• **Given text**:
━━━━━━━━━━━━━━━━━━━━

Friday, October 06, 2006
An Insurance Policy for Human Civilization
Time to credit Norway with the level of forethought that humanity as a species almost never shows. This article talks about it:
The high-security vault, almost half the length of a football field, will be carved into a mountain on a remote island above the Arctic Circle. If the looming fences, motion detectors and steel airlock doors are not disincentive enough for anyone hoping to breach the facility's concrete interior, the polar bears roaming outside should help.
The more than 100 nations that have collectively endorsed the vault's construction say it will be the most secure facility of its kind in the world. Given the stakes, they agree, nothing less would do.
Crop seeds are the source of human sustenance, the product of 10,000 years of selective breeding dating to the dawn of agriculture. The "doomsday vault," as some have come to call it, is to be the ultimate backup in the event of a global catastrophe -- the go-to place after an asteroid hit or nuclear or biowarfare holocaust so that, difficult as those times would be, humankind would not have to start again from scratch.
Once just a dream -- albeit a dark one, attractive only in comparison to the nightmare that would precede its use -- this planetary larder is about to become a reality. Today, on the barren Norwegian outpost of Svalbard, the prime ministers of five nations and a small throng of other officials will lay the cornerstone for what will be, in effect, the Fort Knox of seeds.
"We will have the biological foundation for all of agriculture, which is really saying something," said Cary Fowler, executive secretary of the Global Crop Diversity Trust, the international organization coordinating the vault's creation with the Norwegian government. "It is a stunning achievement, if you think about it, and it would be about as safe as human beings can make it."
If progress continues during the short building season this summer and next, the high-tech cavern will start accepting deposits from smaller seed banks and agricultural and scientific organizations by fall 2007 under the terms of an international treaty that took effect two years ago.
Then, with a loud clank and the sound of sucking air, the door will close. And the Svalbard International Seed Vault will slip into a subzero slumber -- an insurance policy for human civilization.

━━━━━━━━━━━━━━━━━━━━

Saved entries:
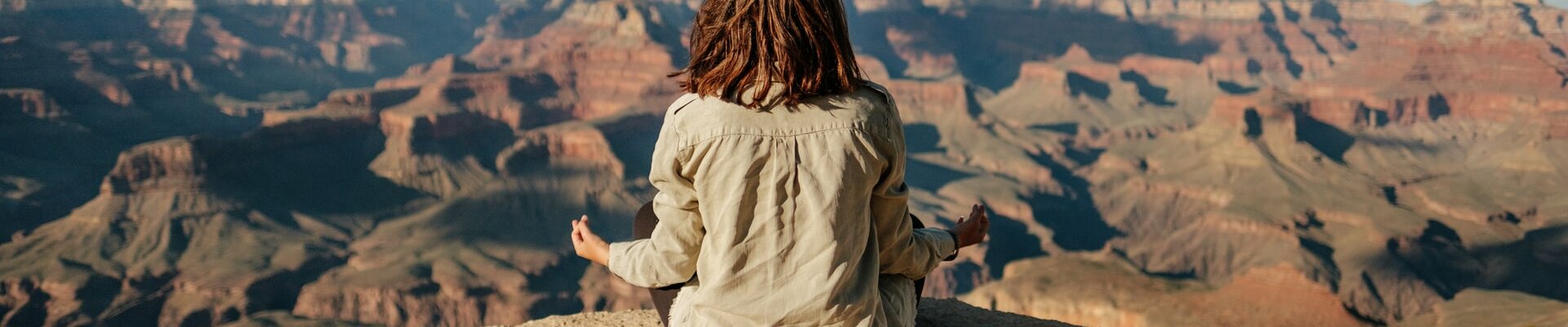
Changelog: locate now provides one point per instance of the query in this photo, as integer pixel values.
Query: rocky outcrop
(30, 102)
(612, 56)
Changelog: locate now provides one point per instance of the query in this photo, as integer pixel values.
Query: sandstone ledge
(933, 311)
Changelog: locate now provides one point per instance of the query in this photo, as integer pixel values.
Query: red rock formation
(560, 148)
(604, 52)
(163, 165)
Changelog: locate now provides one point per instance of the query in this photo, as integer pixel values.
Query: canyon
(1211, 163)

━━━━━━━━━━━━━━━━━━━━

According to the text on the Svalbard seed vault, why is the vault meant to serve as a backup after a global catastrophe? Answer in one to three sentences. The saved entries are separate material and are unrelated to the text on the Svalbard seed vault.

Crop seeds are the source of human sustenance and the product of 10,000 years of selective breeding. The vault is to be the ultimate backup after a catastrophe such as an asteroid hit or a nuclear or biowarfare holocaust so that humankind would not have to start again from scratch.